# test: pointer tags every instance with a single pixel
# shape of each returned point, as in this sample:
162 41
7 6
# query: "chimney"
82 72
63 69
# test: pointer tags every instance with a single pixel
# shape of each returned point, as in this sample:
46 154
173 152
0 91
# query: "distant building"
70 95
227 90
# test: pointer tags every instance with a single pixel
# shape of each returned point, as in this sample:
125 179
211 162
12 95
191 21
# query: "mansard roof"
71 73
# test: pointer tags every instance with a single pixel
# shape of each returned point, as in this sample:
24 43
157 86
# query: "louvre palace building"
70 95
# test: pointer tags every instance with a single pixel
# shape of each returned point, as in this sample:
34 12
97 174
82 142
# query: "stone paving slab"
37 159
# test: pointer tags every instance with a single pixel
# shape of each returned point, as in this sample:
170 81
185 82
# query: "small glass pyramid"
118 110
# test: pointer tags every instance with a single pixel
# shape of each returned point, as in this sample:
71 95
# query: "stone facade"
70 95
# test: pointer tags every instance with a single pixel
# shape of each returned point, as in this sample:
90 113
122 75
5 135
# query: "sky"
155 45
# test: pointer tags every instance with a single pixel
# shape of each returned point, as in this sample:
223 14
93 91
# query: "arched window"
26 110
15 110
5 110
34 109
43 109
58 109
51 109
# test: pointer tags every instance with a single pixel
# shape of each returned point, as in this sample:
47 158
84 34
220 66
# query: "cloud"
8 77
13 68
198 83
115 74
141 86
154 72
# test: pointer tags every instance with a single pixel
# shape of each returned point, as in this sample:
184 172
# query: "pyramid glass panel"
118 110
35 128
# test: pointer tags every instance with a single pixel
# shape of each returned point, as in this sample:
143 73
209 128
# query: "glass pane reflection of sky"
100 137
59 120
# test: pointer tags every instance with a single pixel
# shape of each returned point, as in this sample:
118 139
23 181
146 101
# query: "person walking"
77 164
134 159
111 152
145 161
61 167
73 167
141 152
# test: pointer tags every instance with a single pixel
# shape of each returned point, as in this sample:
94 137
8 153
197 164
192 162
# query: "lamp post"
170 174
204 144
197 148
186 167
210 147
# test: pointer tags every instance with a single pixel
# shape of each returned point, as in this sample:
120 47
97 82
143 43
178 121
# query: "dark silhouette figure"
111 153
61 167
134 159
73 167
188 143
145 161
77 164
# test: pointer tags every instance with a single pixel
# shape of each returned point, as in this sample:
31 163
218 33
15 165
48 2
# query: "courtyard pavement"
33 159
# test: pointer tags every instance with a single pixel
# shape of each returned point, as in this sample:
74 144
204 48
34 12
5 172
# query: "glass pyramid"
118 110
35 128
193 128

[HOW TO COMPLETE THIS TASK] What is needed here is an exact transcription of the records above.

[THE COMPLETED TASK]
# test: pointer tags every instance with a single pixel
# shape of each returned point, as in this sample:
162 41
7 6
# query: "chimney"
82 72
63 69
# test: pointer tags every instance with a single pixel
# shape of each returned point, as in this sample:
46 154
173 152
0 91
# query: "distant building"
70 95
227 90
# test: pointer tags every instance with a single pixel
# shape of each returned point, as in this sample:
125 179
211 162
12 95
191 21
# query: "mansard roof"
71 73
# test: pointer tags every instance with a single pixel
# shape of each returned point, as in this sample:
24 43
157 86
# query: "louvre palace building"
70 95
# test: pointer tags every instance with a single pixel
# shape of each returned point, as in this sample:
34 12
97 174
82 142
# query: "stone paving slab"
37 159
# test: pointer tags every instance with a single pixel
# shape of each returned point, as in this sample:
170 81
185 82
# query: "small glass pyramid"
118 110
# test: pointer tags every instance with a single pixel
# shape of each returned point, as in this sample:
71 95
# query: "stone facade"
70 95
# test: pointer tags every instance with a single pixel
# shape of each returned point, as in this sample:
90 113
122 75
5 135
# query: "sky"
155 45
# test: pointer tags every instance with a single pixel
# shape of each returned point, as in this sample:
223 14
93 91
# query: "arched window"
26 110
15 110
5 110
34 109
43 109
58 109
51 109
# test: pointer tags every instance with a single pixel
# shape of each returned point, as in this sample:
47 158
84 34
220 66
# query: "cloud"
8 77
13 68
198 83
115 74
141 86
154 72
# test: pointer tags every instance with a single pixel
# shape of each returned point, as in this sample:
184 172
# query: "pyramid glass panel"
118 110
35 128
# test: pointer tags every instance with a single pixel
# shape of each returned point, as in this sample:
143 73
209 128
# query: "glass pane reflection of sky"
100 137
59 120
# test: pointer tags every instance with a single pixel
# shape of each returned point, as in this sample:
118 139
23 181
146 101
# query: "person walking"
77 164
134 159
111 152
145 161
61 167
73 167
141 152
# test: pointer tags every instance with a single pixel
# shape of each returned point, as in this sample:
94 137
8 153
197 164
192 162
# query: "lamp post"
170 174
204 144
197 148
186 167
210 147
# test: pointer tags every instance with a single pixel
# shape of each returned point, as in this sample:
120 47
97 82
143 43
178 121
# query: "dark silhouette figure"
111 153
61 167
134 159
73 167
188 143
145 161
77 164
# test: pointer tags every instance with a single pixel
# shape of each returned point, as in this sample:
31 163
218 33
15 165
48 2
# query: "courtyard pavement"
33 159
# test: pointer tags every instance with a single pixel
# shape of each returned point, as in this sample:
74 144
204 48
34 12
5 172
# query: "glass pyramid"
118 110
35 128
193 128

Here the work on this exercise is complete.